§ **What to work on**
Carry on the blog post about filming a One Show segment on Harry Bensley, writing on from its last sentence.

Today's Comic Cuts column is going up a little later than usual because I was in London on Thursday helping to film a segment for The One Show. I was contacted last month by a BBC production office who were tasked with putting together four and a half minutes on the subject of Harry Bensley, the man who claimed that he walked around the world in an Iron Mask.
I first wrote about Harry here on Bear Alley way back in 2014, turning it into a slim book in 2016. The text was expanded for the current version of the book that was first published in the summer of 2018. There's a new draft of the book available at the moment where I've tidied up a couple of things for clarity. It's a complicated story and The One Show can only give the subject a few minutes, a stripped back version covering the main facts. If you want to explore further, well... there's a book...
So how did I end up wandering around in front of a camera in Trafalgar Square with social historian and author Ruth Goodman watching a K-Pop video being shot and then going to watch some shoes rising and falling... rising and falling... rising and falling... like breathing... at a shoe museum?
As these things usually do, it began with an e-mail from a guy called Paul from the BBC in Belfast asking whether I'd be willing to chat about Harry Bensley with a view to maybe being interviewed for a segment on The One Show. Why, yes, I would like to chat about Harry Bensley, I thought.
After a couple of interviews with a researcher (Hi, Siobhan!) trying to straighten out and simplify the storyline until a rough script could be prepared. I was due to travel up to London on the Thursday for filming at Galeria Melissa in Covent Garden at around 3:30pm. This is the aforementioned shoe museum, based at 43 King Street, which used to be the location of the National Sporting Club, where the wager between the Earl of Lonsdale and J. P. Morgan was laid down that set Harry Bensley on his way around the world in a mask. Well, that's the story, anyway.
On Wednesday, the plan changed... could I be in Trafalgar Square for 2.00pm. As I'd planned a little redundancy into the train times, I could, and easily.
I'd planned to do a little exploring of old haunts and wander down Charing Cross Road looking in some of the old book shops. But London is changing and the area where Tottenham Court Road meets New Oxford Street is just one huge building site. Denmark Street (the site of the original Forbidden Planet) is all scaffolding and the bar where FP and Titan did all their signings has gone, replaced with a rather boxy looking. The Forbidden Planet that was in New Oxford Street is now a Korean and Japanese supermarket.
There were only two secondhand bookshops down Charing Cross Road, neither of which had a particularly good SF section, so I headed off to Trafalgar Square early.
The first thing I noticed was another change. When I was a kid and we were taken to Trafalgar Square by my Mum on Nan, it was packed out with pigeons. One of the attractions was feeding them and then scrambling around on the sticky back of a lion that was covered in pigeon poop.
Well, there are only one or two pigeons these days thanks to the banning of bird seed sellers in 2001 and the 2003 ban on feeding the birds. You could still feed them on the North Terrace (outside the National Art Gallery), but that was banned in 2007. And if that wasn't enough, Ken Livingstone (who must have really hated pigeons) brought in hawks to scare off the stubborn ones who liked hanging out in central London, spending over £350,000 to kill 130 pigeons (just £2,729 per dead bird) between 2003-09.
It has definitely reduced the number of pigeons, but there's still a gull on the head of every statue.

§ **Records shown**
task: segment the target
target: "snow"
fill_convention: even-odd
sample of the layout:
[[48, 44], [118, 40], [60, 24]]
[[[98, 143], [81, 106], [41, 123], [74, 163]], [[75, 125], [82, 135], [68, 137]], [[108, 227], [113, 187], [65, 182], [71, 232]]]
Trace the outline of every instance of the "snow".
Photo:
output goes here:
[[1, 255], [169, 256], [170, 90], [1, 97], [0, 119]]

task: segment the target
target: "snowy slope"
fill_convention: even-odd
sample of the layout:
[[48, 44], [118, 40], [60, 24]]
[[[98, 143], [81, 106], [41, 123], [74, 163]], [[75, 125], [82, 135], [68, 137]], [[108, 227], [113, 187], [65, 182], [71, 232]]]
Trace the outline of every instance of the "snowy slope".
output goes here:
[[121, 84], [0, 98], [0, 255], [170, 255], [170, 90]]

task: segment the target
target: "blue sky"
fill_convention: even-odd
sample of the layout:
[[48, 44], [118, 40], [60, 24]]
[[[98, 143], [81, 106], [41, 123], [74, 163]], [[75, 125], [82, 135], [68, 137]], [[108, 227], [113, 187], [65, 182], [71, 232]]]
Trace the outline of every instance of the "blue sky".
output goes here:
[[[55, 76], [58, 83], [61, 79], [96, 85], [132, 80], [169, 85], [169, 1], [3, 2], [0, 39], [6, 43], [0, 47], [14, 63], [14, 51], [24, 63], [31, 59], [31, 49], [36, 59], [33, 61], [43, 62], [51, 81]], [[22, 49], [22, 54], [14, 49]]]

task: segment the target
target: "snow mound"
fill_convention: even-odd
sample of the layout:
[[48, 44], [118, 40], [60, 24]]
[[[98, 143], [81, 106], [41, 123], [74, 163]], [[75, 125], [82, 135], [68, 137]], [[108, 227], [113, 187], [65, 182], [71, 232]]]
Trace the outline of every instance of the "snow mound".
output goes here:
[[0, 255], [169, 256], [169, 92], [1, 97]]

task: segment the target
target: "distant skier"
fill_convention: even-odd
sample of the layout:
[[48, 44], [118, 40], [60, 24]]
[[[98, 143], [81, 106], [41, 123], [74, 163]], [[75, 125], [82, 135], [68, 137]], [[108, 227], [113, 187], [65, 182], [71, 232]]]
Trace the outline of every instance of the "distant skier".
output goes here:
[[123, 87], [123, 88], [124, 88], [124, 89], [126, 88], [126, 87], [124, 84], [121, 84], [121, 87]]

§ **Response**
At precisely two o'clock the phone rang and Paul tells me they are about to arrive at Trafalgar Square. We met up and he introduced me to cameraman Austin and to Ruth Goodman who will be interviewing me. We find a corner of a fountain where we begin filming. You'll be able to see some of these bits when the piece goes out, so I'll just say here that it involved answering a few questions, usually a couple of times so I could get the answers straight and get the information across concisely (anyone reading this will realise that even my writing rambles).
Then we had to walk across Trafalgar Square, avoiding the Asian girl in the tight top who was dancing like she was under attack from ants but was almost certainly trying to film a K-pop video, avoiding the conga lines of tourists also crossing the square, and trying to remember not to stare or gurn at the camera as I passed by.
Then it was off to Covent Garden and the former home of the National Sporting Club, now the Galeria Melissa, a shoe museum. This bit will actually come ahead of the Trafalgar Square part of the interview in the finished piece, so I had to avoid actually naming Harry Bensley, as he is only revealed after the Galeria Melissa interview.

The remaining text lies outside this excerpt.